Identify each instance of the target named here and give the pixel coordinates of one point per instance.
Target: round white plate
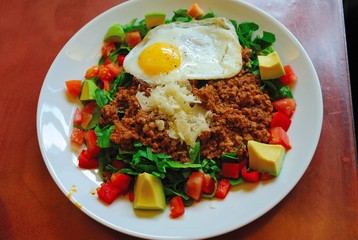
(207, 218)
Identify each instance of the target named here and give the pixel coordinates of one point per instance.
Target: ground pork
(241, 112)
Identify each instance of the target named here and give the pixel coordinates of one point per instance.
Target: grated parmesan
(185, 118)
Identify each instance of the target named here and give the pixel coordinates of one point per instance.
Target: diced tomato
(120, 59)
(176, 207)
(250, 176)
(108, 192)
(223, 188)
(133, 38)
(230, 170)
(114, 68)
(194, 185)
(91, 142)
(77, 136)
(208, 184)
(280, 120)
(74, 87)
(86, 160)
(131, 196)
(118, 164)
(107, 48)
(105, 74)
(77, 117)
(286, 106)
(121, 181)
(86, 119)
(290, 77)
(279, 136)
(195, 11)
(90, 107)
(92, 72)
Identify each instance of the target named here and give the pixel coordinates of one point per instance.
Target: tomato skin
(74, 87)
(91, 142)
(86, 160)
(133, 38)
(290, 77)
(279, 136)
(194, 185)
(121, 181)
(77, 136)
(107, 48)
(108, 192)
(208, 184)
(280, 119)
(286, 106)
(177, 208)
(92, 72)
(230, 170)
(77, 117)
(223, 188)
(250, 176)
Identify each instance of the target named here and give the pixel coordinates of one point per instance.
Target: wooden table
(323, 205)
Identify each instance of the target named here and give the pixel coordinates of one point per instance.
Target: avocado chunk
(88, 90)
(115, 34)
(270, 66)
(154, 19)
(149, 193)
(266, 158)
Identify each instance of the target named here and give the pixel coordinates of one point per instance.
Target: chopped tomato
(105, 74)
(223, 188)
(280, 119)
(74, 87)
(195, 11)
(107, 48)
(114, 68)
(77, 136)
(279, 136)
(91, 142)
(86, 119)
(121, 181)
(108, 192)
(92, 72)
(250, 176)
(208, 184)
(176, 207)
(133, 38)
(118, 164)
(77, 117)
(194, 185)
(86, 160)
(120, 59)
(230, 170)
(290, 77)
(286, 106)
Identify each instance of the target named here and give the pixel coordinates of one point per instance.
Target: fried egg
(179, 51)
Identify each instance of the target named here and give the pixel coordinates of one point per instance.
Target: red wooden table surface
(323, 205)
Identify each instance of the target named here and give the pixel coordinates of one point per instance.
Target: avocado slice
(115, 34)
(149, 193)
(88, 90)
(270, 66)
(154, 19)
(266, 158)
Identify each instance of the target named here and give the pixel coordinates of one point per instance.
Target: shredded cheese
(185, 118)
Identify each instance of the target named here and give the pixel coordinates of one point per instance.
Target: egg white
(209, 49)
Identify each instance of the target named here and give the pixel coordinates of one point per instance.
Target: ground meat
(241, 112)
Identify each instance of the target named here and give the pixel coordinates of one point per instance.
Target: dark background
(351, 23)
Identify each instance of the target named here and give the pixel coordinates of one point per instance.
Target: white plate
(207, 218)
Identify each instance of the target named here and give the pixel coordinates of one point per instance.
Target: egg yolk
(159, 58)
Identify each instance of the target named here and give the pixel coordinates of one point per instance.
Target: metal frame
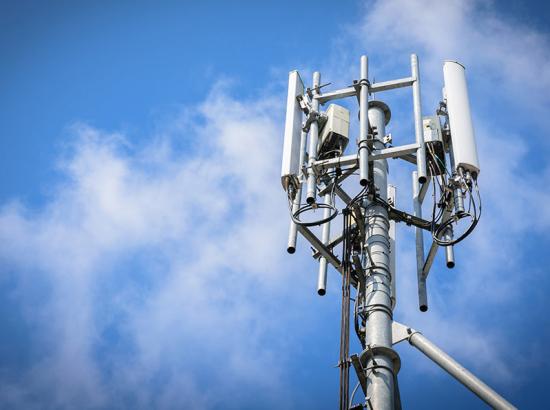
(375, 218)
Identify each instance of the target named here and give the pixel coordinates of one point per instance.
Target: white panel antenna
(363, 249)
(460, 118)
(293, 129)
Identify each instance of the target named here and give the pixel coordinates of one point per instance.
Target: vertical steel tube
(422, 294)
(418, 130)
(293, 229)
(380, 381)
(311, 195)
(363, 123)
(448, 364)
(325, 237)
(392, 232)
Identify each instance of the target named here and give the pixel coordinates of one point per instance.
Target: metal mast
(444, 159)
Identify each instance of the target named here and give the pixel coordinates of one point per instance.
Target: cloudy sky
(143, 226)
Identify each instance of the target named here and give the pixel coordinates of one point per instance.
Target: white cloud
(216, 223)
(206, 227)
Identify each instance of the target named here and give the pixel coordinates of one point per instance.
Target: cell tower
(443, 156)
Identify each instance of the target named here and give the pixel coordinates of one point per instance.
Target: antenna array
(315, 161)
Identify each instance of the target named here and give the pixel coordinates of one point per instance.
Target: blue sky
(143, 227)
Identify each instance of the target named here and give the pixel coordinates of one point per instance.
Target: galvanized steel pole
(363, 123)
(380, 378)
(480, 389)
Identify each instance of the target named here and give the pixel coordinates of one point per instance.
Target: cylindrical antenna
(460, 118)
(418, 128)
(293, 229)
(363, 123)
(311, 195)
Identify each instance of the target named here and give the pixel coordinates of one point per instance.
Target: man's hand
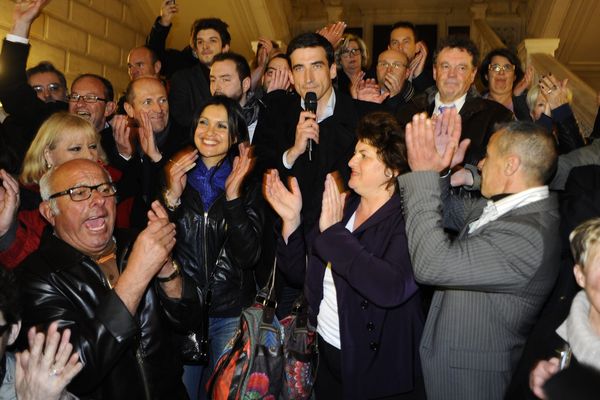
(24, 14)
(307, 128)
(146, 136)
(44, 371)
(543, 371)
(417, 64)
(9, 201)
(242, 164)
(286, 203)
(447, 129)
(123, 135)
(333, 33)
(168, 10)
(421, 147)
(332, 205)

===

§ Exercise brief
Without including any picture, write out the material above exactly.

§ Response box
Identify each instance of the target named here and give the pixel coordinates of one point per instance.
Target: round white plate
(207, 218)
Identify each instance of the target named here and give the pixel coordinates of one point per instance.
Target: ground pork
(241, 112)
Identify each instance of the target named here and give the pixel coordinates of one point per instance.
Target: grated parmesan
(185, 118)
Identify each instance of the target named here and give the pixel coordinates of one point per instance.
Target: diced tomato
(120, 59)
(176, 207)
(250, 176)
(108, 192)
(223, 188)
(133, 38)
(230, 170)
(114, 68)
(194, 185)
(91, 142)
(77, 136)
(208, 184)
(280, 120)
(74, 87)
(86, 160)
(131, 196)
(118, 164)
(107, 48)
(105, 74)
(77, 117)
(286, 106)
(121, 181)
(86, 119)
(290, 77)
(279, 136)
(195, 11)
(90, 107)
(92, 72)
Identify each instance of the target named here and give the pixel coordinates of one point per instance.
Target: tomato skin
(74, 87)
(91, 142)
(86, 160)
(133, 38)
(290, 77)
(279, 136)
(194, 185)
(121, 181)
(77, 136)
(107, 48)
(108, 192)
(208, 184)
(280, 119)
(286, 106)
(177, 208)
(92, 72)
(230, 170)
(77, 117)
(223, 188)
(250, 176)
Identify each instance of the target named here and give the pixel coordinates of one point per instance.
Target: wooden table
(323, 205)
Identify each instance of the target named here and give the pixel coordinates of one point per instance.
Target: avocado chunk
(88, 90)
(115, 34)
(270, 66)
(154, 19)
(149, 193)
(266, 158)
Identify each instance of the target named here and give the pixel coordinates of one point per instance.
Target: chopped tomato
(105, 74)
(223, 188)
(280, 119)
(74, 87)
(195, 11)
(107, 48)
(114, 68)
(77, 136)
(279, 136)
(91, 142)
(86, 119)
(121, 181)
(108, 192)
(92, 72)
(250, 176)
(208, 184)
(176, 207)
(133, 38)
(118, 164)
(77, 117)
(194, 185)
(86, 160)
(120, 59)
(230, 170)
(290, 77)
(286, 106)
Identify each instance of the target named here and give the pixel coordinates of one point per instance.
Target: fried egg
(179, 51)
Identify each instance of the target named here and give the pixel coordinates of one point per instance.
Target: red wooden table surface
(323, 205)
Identify each instance of the target named here and give the pixel coordinates of one point per instance.
Target: avocado slice
(115, 34)
(149, 193)
(88, 90)
(270, 66)
(154, 19)
(266, 158)
Identify each instance of the target named here and give the pixel coordinates of one point per instance.
Target: shredded cheese
(185, 118)
Identify each instance of the target named here and give the pixel coordinates of one point per instance.
Target: egg white
(209, 49)
Identify each instance of the target named here and give the pixel coordinates of one point per instance.
Target: ground meat
(241, 112)
Identify each instance of the target named here and give the pixel coordinates of one point per instance.
Target: dark background
(351, 23)
Identify each instance of the target named here and give the pixel coordinates of one point per instance.
Target: white plate
(207, 218)
Identify each instance of the target named here and give the pixel coordinates of one point per instance.
Target: egg yolk
(159, 58)
Identify each instance of the target named here and give the pixel coordinates of one point per instance.
Target: metal frame
(375, 218)
Identify each instance of the target named here and give the pixel coordinates of one point per instance.
Target: white panel antenna
(363, 249)
(460, 118)
(293, 129)
Identify each instance of the target named here and give the pixel coordinates of one point per instance.
Target: vertical steel tube
(422, 294)
(418, 130)
(293, 229)
(380, 381)
(311, 195)
(363, 123)
(448, 364)
(325, 237)
(392, 232)
Identify each instance of the target named here and give the pixel coordinates of one point per instance.
Target: metal mast
(444, 159)
Identify each instance of the target named here and give the pixel coordinates of one point per instance.
Target: cloudy sky
(143, 226)
Identify each instance of the target named here and give the pixel coordinates of one point per instance.
Target: white cloud
(216, 223)
(206, 227)
Identify each instance of the target named here and give the pixel coordinates of one point per instance.
Target: cell tower
(443, 156)
Identify each instance of the target named here and give the pixel coordinates of one point per instance.
Target: antenna array
(315, 161)
Identify each instance of the target named here and give the pixel coordinates of one point per instance.
Target: blue sky
(143, 227)
Identify each instance of the target named here and give the pixel coordinates of one point per instance.
Target: galvanized steel pole
(363, 123)
(380, 378)
(480, 389)
Identify each instance of the target named here and give the pixel coordinates of one point per instance.
Target: cylindrical antenna
(460, 118)
(418, 128)
(293, 229)
(363, 123)
(311, 195)
Identify each instance of the target named here and give the pixel coordinates of one point per instance.
Target: man's hand
(24, 14)
(307, 128)
(146, 136)
(44, 371)
(543, 371)
(417, 64)
(9, 201)
(242, 164)
(286, 203)
(447, 129)
(123, 135)
(333, 33)
(168, 10)
(421, 147)
(332, 205)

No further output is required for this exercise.